Provided text:
__________________________________________________
Freedom and convenience are good things. So are caution and responsibility, especially with online interactions. Two weeks ago, we reached the annual deadline for income tax filing. According to the US Internal Revenue Service, there were 94,231,000 people who used e-filing to send their tax returns electronically, this year. There’s quite a bit of sensitive data on those forms. Is your computer protected? Computer and Internet security software is routinely recommended but few purchase or maintain existing security programs.
We often discuss the importance of Internet Security and the possibility of predators maliciously releasing viruses and other things to corrupt computers. That’s why most computers include trial editions of Internet Security software. What many people forget is many of these software packages require regular renewals, usually every year.
Over the past two years, predator programmers resulting in possible identity thefts, especially from credit card numbers, have infiltrated websites of all types. The FBI may initiate a shutdown of the Internet on July 9 2012 to clean up possible malware, as part of an ongoing trial.
In November 2011, the United States Federal Bureau of Investigation (FBI) recently extradited a hacker from Europe and added him to a group of defendants due for trial regarding the release of viruses and malware that may effect tens of thousands computers.
The malware secretly altered the settings on infected computers to digitally hijack Internet searches and re-route computers to certain websites and advertisements.
To carry out the scheme, the defendants and their co-conspirators used what are known as “rogue” Domain Name System (DNS) servers and malware (“the Malware”) that was designed to alter the DNS server settings on infected computers. Victims’ computers became infected with the Malware when they visited certain websites or downloaded certain software to view videos online. The Malware altered the DNS server settings on victims’ computers to route the infected computers to rogue DNS servers controlled and operated by the defendants and their co-conspirators. The re-routing took two forms that are described in detail below: “click hijacking” and “advertising replacement fraud.” The Malware also prevented the infected computers from receiving anti-virus software updates or operating system updates that otherwise might have detected the Malware and stopped it. In addition, the infected computers were also left vulnerable to infections by other viruses.
The defendants operated under the company name “Rove Digital”, and distributed DNS changing viruses, variously known as TDSS, Alureon, TidServ and TDL4 viruses. Using the DNS Changer Malware and rogue DNS servers, the defendants also replaced legitimate advertisements on websites with substituted advertisements that triggered payments to the defendants.
According to the FBI, about 350,000 computers are still infected, including 85,000 in the United States. FBI announced that it had set up temporary “clean” servers to make sure the users impacted by the attack didn’t lose Web access. Those servers will be shut down on July 9, and anyone still infected will be unable to access the Internet afterward.
Many people deviate from buying Internet security software discs from leading manufacturers, such as Symantec, McAffee, and Kaspersky. Instead, they download free security software. The suggestion is that you should know who and what you’re downloading. You may just be receiving malware that you didn’t expect.
For all the good things that Internet access offers, the current FBI trial is an example of the malice that lies where spiders line the web. Many remain out there. Secure your computer today with a dependable software package.
__________________________________________________
Supplied material:
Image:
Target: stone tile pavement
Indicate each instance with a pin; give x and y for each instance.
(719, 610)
__________________________________________________
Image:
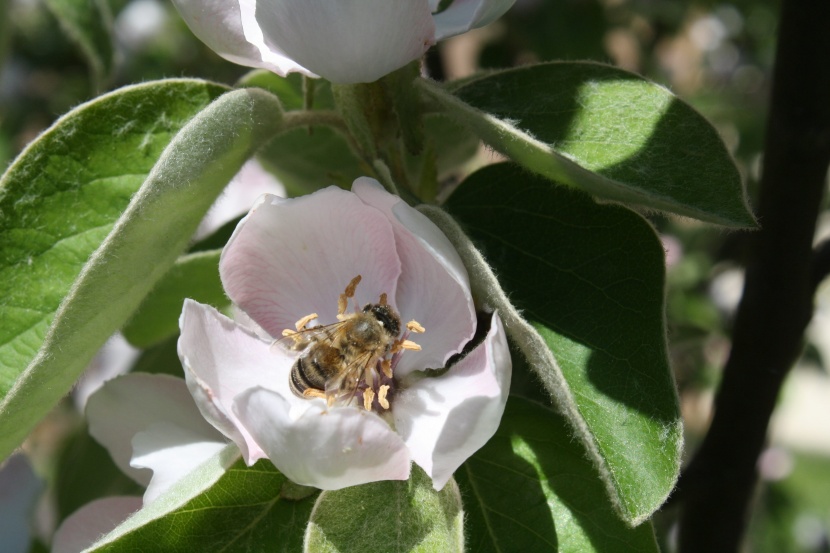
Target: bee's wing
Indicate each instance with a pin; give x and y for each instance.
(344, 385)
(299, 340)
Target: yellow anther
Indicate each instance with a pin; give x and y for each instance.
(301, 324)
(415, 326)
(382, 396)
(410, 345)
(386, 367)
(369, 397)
__________________________________________________
In the article on Internet security, what company name did the defendants operate under?

Answer for this exercise:
Rove Digital